__Document text__:
========================================

Steve's and my drive to church was delayed because traffic was directed off of the 60 freeway east to the flyover 215 south, but we made it to our seats just a few minutes late. I was very excited to place my tithe from a successful week of business in the cash envelope, feeling privileged to have a profit to tithe from.

Announcements were made, and I tried not to take much notice of the annual Married Couples' Dinner being held the Sunday before Valentine's Day, because we aren't attending. As I told Pastor Sammy a few weeks ago, we'll no longer take part because Steve cannot eat appropriately in public any more, and it wouldn't be fair for the other couples at our table who sacrificed to have a special date night dinner. Many years, whether through Harvest or our current church, the dinner event would be the only Valentine's dress-up date night Steve and I would have. With more prosperity came fancy restaurant dinners, but we still generally attended our Couples' dinner for an uplifting, Spirit-filled event. 

On the way out of the sanctuary, I think someone asked if we were going, and I smilingly said no with a brief comment about it being too difficult this year, and left it at that. It seemed more noticeable today how many people are going out of their way to greet Steve by name, and give me hugs, although ours is a very affectionate fellowship always. Maybe I just needed it more; God knows the needs of our hearts, doesn't He? God is a personal God, wanting to commune with my heart and give me reassurance.  I am not afraid to seek His scrutiny as David did in Psalm 26: 2-3a:

Examine me, O LORD, and prove
  me;
Try my mind and my heart.
For Your lovingkindness is before 
  my eyes,
And I have walked in Your truth.  

This not not the nitpicking scrutiny of a harsh drill instructor that is a precursor to punishment; but the searching of a loving, interested and powerful Father  "who knows what you have need of before you ask," as Jesus said in Matthew 6:8.

========================================

__Data__:
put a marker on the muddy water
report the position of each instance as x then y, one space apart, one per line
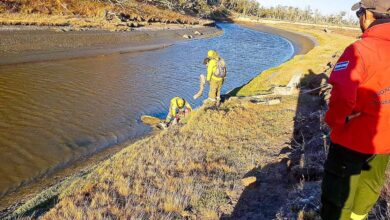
54 113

========================================

__Your tasks__:
**A)** Edit the church reflection by restating it between "Examine me, O" and "in Matthew 6:8.", inclusive, with "drill instructor" replaced by "army sergeant".
**B)** Answer these questions from the church reflection above the listing:
(i) Where was traffic directed on the drive to church?
(ii) On what day is the annual Married Couples' Dinner being held?
(iii) Which passage is cited for the words of Jesus about the Father knowing what you need before you ask?
**C)** Carry on the church reflection from its final sentence.

__Task results__:
**A)**
Examine me, O LORD, and prove
  me;
Try my mind and my heart.
For Your lovingkindness is before 
  my eyes,
And I have walked in Your truth.  

This not not the nitpicking scrutiny of a harsh army sergeant that is a precursor to punishment; but the searching of a loving, interested and powerful Father  "who knows what you have need of before you ask," as Jesus said in Matthew 6:8.

**B)**
(i) Off of the 60 freeway east to the flyover 215 south.
(ii) The Sunday before Valentine's Day.
(iii) Matthew 6:8.

**C)**
As I placed Steve in the Jeep and fastened his seat belt, it was as if the floodgate of sorrow began leaking, causing silent tears to drip. I kept up talking to Steve, who was obliviously staring out the front window as we drove down the freeway, and even ate some nuts. I dabbed away the evidence as we walked into Winco, fastening Steve's hand onto my cart, to get two loaves of  the cheapest bread. Why be extravagant? In order to give him a task, I asked him to put one loaf of bread into the opened bag, but he couldn't do it. That was quickly solved by me doing it. I looped his hand into the plastic bag's opening handles, and closed his fingers around it, again, so he could contribute to our effort. We walked to the cart return together, a job he could do with minimal direction three weeks ago. But I did thank the Lord for our handicapped parking spot, because that huge parking lot is always crowded. So Steve is making a very helpful contribution!

By this time next year (as I texted the kids asking for prayer), the Married Couples' Dinner will not even be a blip on the radar screen of our life concerns. It's just that it's a first, and a sad one, for a long Christ-and church-centered marriage. But God is sovereign, my soul and mind tell my heart! God knows what He is doing, and how and when He will do it. "He knows the way that I take, and when He has tried me," Job declared, "I shall come forth as gold" (23:10).

And the "4th quarter" is no time to give up or give out, in either football or marriage. It's time to gather up Holy Spirit strength and determination, to love and give more to my husband, without worrying about an event he wouldn't remember even if we did attend.

First things first.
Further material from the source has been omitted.